- **PROBLEM DESCRIPTION**
The answer must reproduce all of the data below exactly and contain no images.

- **STORED DATA**
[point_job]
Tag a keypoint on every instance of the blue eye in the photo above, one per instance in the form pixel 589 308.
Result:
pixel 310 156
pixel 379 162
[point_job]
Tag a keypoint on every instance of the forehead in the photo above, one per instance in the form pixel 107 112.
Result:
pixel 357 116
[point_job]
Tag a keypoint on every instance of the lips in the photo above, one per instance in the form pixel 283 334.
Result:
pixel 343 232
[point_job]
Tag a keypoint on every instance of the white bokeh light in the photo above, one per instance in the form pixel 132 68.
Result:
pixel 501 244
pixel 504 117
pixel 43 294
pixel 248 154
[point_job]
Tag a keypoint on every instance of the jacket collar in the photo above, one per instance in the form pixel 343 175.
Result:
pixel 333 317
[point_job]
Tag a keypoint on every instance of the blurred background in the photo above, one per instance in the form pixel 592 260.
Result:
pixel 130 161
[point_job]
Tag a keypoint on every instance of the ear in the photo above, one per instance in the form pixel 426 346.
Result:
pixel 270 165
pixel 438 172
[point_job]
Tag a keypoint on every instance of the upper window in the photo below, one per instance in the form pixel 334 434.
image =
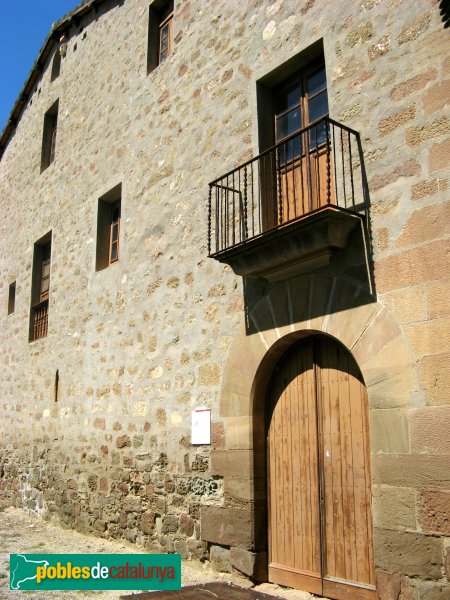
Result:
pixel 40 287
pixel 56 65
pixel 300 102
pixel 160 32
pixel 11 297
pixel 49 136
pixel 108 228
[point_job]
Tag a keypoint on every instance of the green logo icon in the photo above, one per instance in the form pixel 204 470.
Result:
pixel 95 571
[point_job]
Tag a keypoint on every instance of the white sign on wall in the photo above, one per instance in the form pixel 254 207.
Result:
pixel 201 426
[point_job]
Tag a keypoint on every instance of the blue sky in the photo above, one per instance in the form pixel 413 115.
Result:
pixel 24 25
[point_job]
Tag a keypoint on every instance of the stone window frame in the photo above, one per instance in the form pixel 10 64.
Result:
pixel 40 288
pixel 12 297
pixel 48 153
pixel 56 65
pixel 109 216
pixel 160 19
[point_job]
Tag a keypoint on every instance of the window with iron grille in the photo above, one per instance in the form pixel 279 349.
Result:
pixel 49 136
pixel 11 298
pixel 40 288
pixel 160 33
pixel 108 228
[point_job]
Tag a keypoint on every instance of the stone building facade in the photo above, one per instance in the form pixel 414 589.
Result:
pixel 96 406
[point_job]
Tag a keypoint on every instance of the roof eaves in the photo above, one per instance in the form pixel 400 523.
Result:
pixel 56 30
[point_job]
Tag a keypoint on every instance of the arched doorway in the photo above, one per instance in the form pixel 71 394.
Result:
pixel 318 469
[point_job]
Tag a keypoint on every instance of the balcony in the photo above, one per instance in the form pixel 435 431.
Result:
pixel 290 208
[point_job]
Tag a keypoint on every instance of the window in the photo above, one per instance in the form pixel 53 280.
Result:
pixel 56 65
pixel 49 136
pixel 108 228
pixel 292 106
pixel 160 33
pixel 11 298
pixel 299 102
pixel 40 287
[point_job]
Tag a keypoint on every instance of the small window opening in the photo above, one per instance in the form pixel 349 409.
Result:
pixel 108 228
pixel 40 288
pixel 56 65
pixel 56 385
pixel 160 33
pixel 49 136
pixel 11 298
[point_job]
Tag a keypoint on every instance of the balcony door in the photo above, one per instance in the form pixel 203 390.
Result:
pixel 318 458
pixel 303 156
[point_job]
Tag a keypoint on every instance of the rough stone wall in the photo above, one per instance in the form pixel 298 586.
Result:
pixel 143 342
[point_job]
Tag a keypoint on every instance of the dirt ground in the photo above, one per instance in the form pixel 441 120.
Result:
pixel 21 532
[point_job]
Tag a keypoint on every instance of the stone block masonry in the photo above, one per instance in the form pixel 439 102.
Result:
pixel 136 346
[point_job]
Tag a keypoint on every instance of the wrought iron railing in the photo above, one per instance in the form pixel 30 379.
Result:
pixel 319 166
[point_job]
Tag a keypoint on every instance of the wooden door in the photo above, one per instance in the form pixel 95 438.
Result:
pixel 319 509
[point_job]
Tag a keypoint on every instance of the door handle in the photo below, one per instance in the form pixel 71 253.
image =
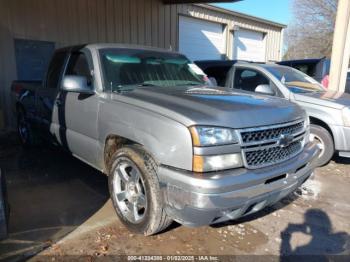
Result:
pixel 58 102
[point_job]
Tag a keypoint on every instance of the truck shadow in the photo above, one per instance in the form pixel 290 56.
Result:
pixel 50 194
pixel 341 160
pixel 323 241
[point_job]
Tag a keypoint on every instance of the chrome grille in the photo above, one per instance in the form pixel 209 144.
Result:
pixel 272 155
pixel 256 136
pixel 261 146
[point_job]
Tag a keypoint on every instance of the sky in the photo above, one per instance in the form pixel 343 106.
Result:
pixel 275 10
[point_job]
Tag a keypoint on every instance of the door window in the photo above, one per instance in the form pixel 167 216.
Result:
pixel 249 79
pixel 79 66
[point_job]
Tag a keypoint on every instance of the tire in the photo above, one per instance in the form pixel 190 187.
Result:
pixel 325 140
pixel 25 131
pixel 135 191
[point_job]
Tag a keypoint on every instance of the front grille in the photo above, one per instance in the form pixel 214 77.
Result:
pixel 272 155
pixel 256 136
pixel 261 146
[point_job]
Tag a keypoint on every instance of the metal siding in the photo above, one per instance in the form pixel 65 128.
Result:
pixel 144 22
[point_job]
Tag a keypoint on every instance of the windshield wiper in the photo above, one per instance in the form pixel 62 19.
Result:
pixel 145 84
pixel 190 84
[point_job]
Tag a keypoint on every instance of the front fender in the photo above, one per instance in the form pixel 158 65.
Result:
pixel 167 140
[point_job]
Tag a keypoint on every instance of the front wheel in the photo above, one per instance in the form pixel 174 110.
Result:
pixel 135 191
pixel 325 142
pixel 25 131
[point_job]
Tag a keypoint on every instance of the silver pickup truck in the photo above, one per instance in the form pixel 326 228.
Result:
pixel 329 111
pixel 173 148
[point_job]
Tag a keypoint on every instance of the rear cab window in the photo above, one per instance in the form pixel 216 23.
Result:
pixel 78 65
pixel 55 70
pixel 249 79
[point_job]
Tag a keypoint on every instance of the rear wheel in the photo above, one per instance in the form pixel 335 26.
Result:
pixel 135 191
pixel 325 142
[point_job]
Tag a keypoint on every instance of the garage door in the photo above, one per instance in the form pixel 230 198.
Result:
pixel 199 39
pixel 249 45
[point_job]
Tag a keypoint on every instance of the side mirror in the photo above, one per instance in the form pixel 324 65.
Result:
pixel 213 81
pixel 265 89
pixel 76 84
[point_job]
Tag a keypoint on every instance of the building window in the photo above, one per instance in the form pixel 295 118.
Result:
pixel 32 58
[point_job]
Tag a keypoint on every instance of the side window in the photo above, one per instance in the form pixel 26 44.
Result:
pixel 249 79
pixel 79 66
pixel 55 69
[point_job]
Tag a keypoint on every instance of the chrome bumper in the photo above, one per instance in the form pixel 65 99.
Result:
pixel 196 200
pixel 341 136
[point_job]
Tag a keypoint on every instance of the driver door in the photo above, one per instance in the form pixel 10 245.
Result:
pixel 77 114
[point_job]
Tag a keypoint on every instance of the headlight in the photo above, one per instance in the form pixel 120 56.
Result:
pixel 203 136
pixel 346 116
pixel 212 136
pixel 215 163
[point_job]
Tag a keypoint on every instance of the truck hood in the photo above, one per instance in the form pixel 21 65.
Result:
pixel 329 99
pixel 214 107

- **THE COMPLETED TASK**
[point_job]
Tag a keypoint on every instance of the blue eye in the photo above, one per instance in the form pixel 589 308.
Result:
pixel 310 156
pixel 379 162
[point_job]
Tag a keypoint on every instance of the forehead in the photo above, one per instance in the form pixel 107 112.
Result:
pixel 357 116
[point_job]
Tag a keypoint on every instance of the lips in the photo above, one per instance in the form pixel 283 334.
Result:
pixel 343 232
[point_job]
Tag a keypoint on every instance of the white bokeh light in the photo above, one per instance in the form pixel 132 68.
Result:
pixel 501 244
pixel 504 117
pixel 43 294
pixel 248 154
[point_job]
Tag a keypoint on every instance of the jacket collar in the photo above, one per instance in the form pixel 343 175.
Result:
pixel 333 317
[point_job]
Tag a keypoint on every instance of the blurred background in the photo above, one per instance in the form pixel 592 260.
Result:
pixel 130 161
[point_job]
Tag a keypoint on every instance of the ear in the photo above, one per instance in the form pixel 426 346.
Result:
pixel 270 165
pixel 438 172
[point_job]
Tag a keypoint on every instance of the upper window in the photo below, one per instance in the form pixel 334 434.
image =
Result:
pixel 40 287
pixel 56 65
pixel 300 102
pixel 160 32
pixel 11 297
pixel 49 136
pixel 108 228
[point_job]
Tag a keypoint on every instance of the green logo icon in the photo above, one per instance in the form pixel 204 470.
Result:
pixel 95 571
[point_job]
Tag a keypoint on every instance of the white sign on wall in the photo above, one per instance in the form pixel 254 207.
Result:
pixel 201 426
[point_job]
Tag a keypoint on every instance of the blue sky in the photo above, one per instance in the form pixel 413 115.
Result:
pixel 24 25
[point_job]
Tag a keypoint on every instance of the stone window frame in the photo above, one per instance in the form pixel 10 64.
Result:
pixel 40 288
pixel 12 297
pixel 48 153
pixel 56 65
pixel 109 216
pixel 160 19
[point_job]
Tag a keypoint on every instance of the window with iron grille in the photo above, one per instance in the form pixel 279 349.
Result:
pixel 49 136
pixel 11 298
pixel 40 288
pixel 160 33
pixel 108 228
[point_job]
Tag a keypoint on every instance of the stone building facade in the photo above, one per instance in the form pixel 414 589.
Result:
pixel 96 406
[point_job]
Tag a keypoint on every instance of the roof eaves in the photo above, one per instance in the form pixel 400 523.
Result:
pixel 56 30
[point_job]
Tag a keypoint on every instance of the arched doorway in the photo above, one per instance in the form pixel 71 394.
Result:
pixel 318 469
[point_job]
Tag a keypoint on every instance of the balcony in the photo above, one per instance in the form pixel 435 431.
Result:
pixel 290 208
[point_job]
Tag a keypoint on every instance of the window in the photo above, one per instance in the form pixel 53 280.
Result:
pixel 56 65
pixel 49 136
pixel 108 228
pixel 292 106
pixel 160 33
pixel 11 298
pixel 299 102
pixel 40 287
[point_job]
Tag a keypoint on every instance of the small window opening in the photo above, one per instance in the form pixel 349 409.
Result:
pixel 108 228
pixel 40 288
pixel 56 65
pixel 56 385
pixel 160 33
pixel 49 136
pixel 11 298
[point_job]
Tag a keypoint on every instance of the balcony door in the photo above, one per instance in the form pixel 203 390.
Result:
pixel 318 458
pixel 303 156
[point_job]
Tag a keypoint on every instance of the rough stone wall in the photo above, one per instance in the form pixel 298 586.
Result:
pixel 143 342
[point_job]
Tag a keypoint on every instance of the dirt ground in the photo above, one per instance in the form pixel 441 120.
Result:
pixel 21 532
[point_job]
Tag a keypoint on every instance of the stone block masonry in the photo above, one per instance in the form pixel 439 102.
Result:
pixel 136 346
[point_job]
Tag a keypoint on every instance of the wrought iron railing in the photo above, one per instance in the form pixel 30 379.
Result:
pixel 319 166
[point_job]
Tag a keypoint on every instance of the wooden door in the photo above, one per instance in the form pixel 95 438.
Result:
pixel 319 509
[point_job]
Tag a keypoint on every instance of the door handle in the photo below, one per instance in the form pixel 71 253.
image =
Result:
pixel 58 102
[point_job]
Tag a keypoint on every instance of the truck shadow in the photo above, one per instance in the form pixel 290 56.
Result:
pixel 50 194
pixel 341 160
pixel 323 241
[point_job]
Tag a keypoint on every instance of the chrome grille in the photo above, one per instance in the form pixel 209 144.
Result:
pixel 272 155
pixel 256 136
pixel 261 146
[point_job]
Tag a keypoint on every instance of the sky in the photo above, one per instance in the form pixel 343 106.
Result:
pixel 275 10
[point_job]
Tag a keypoint on every instance of the door window in the photo above, one per instance in the form pixel 167 216.
Result:
pixel 249 79
pixel 79 66
[point_job]
Tag a keypoint on every instance of the tire in the photo above, one per instance in the form pixel 190 187.
Result:
pixel 325 140
pixel 25 131
pixel 135 191
[point_job]
Tag a keypoint on every instance of the front grille in the photo above, one per instance in the form pixel 214 77.
Result:
pixel 272 155
pixel 256 136
pixel 261 146
[point_job]
Tag a keypoint on every instance of the metal siding in the photo above, one per instance in the form pixel 65 128.
Result:
pixel 144 22
[point_job]
Tag a keypoint on every instance of the windshield wiper in the photo above, one per instance in the form pixel 62 19.
Result:
pixel 145 84
pixel 190 84
[point_job]
Tag a keypoint on every instance of the front fender in the photo above, one per instance in the form pixel 158 65.
Result:
pixel 167 140
[point_job]
Tag a keypoint on every instance of the front wheel in the photo above, one per instance in the form pixel 174 110.
Result:
pixel 135 191
pixel 325 142
pixel 25 131
[point_job]
Tag a keypoint on every instance of the silver pickup truck in the photo above, one per instance in the form pixel 326 228.
Result:
pixel 329 111
pixel 173 148
[point_job]
Tag a keypoint on every instance of the rear cab window in the photo above, one per instance in the form pixel 216 23.
Result:
pixel 78 65
pixel 55 70
pixel 249 79
[point_job]
Tag a keypoint on every instance of the rear wheel in the photo above, one per instance in the form pixel 335 26.
Result:
pixel 135 191
pixel 325 142
[point_job]
Tag a keypoint on every instance of the garage door in the photo above, one per instance in the form pixel 230 198.
Result:
pixel 199 39
pixel 249 45
[point_job]
Tag a keypoint on every instance of the side mirror in the photo above, one per instance in the form pixel 324 65.
Result:
pixel 213 81
pixel 265 89
pixel 76 84
[point_job]
Tag a keypoint on every instance of the building window in the photo above, one per instance in the form pixel 295 118.
Result:
pixel 32 58
[point_job]
Tag a keypoint on every instance of the side window in the photo above, one per instance in the form pixel 26 44.
Result:
pixel 249 79
pixel 79 66
pixel 55 69
[point_job]
Tag a keypoint on every instance of the chrome bumper in the photo above, one per instance in the form pixel 65 99.
Result:
pixel 196 200
pixel 341 136
[point_job]
Tag a keypoint on every instance of the driver door in the photo above, one per instance in the form pixel 10 245.
Result:
pixel 77 114
[point_job]
Tag a keypoint on every instance of the headlight in the photo above, one per instance in the form pixel 120 56.
Result:
pixel 203 136
pixel 346 116
pixel 212 136
pixel 215 163
[point_job]
Tag a keypoint on every instance of the truck hood in the photo above, one per instance in the form pixel 21 65.
Result:
pixel 329 99
pixel 214 107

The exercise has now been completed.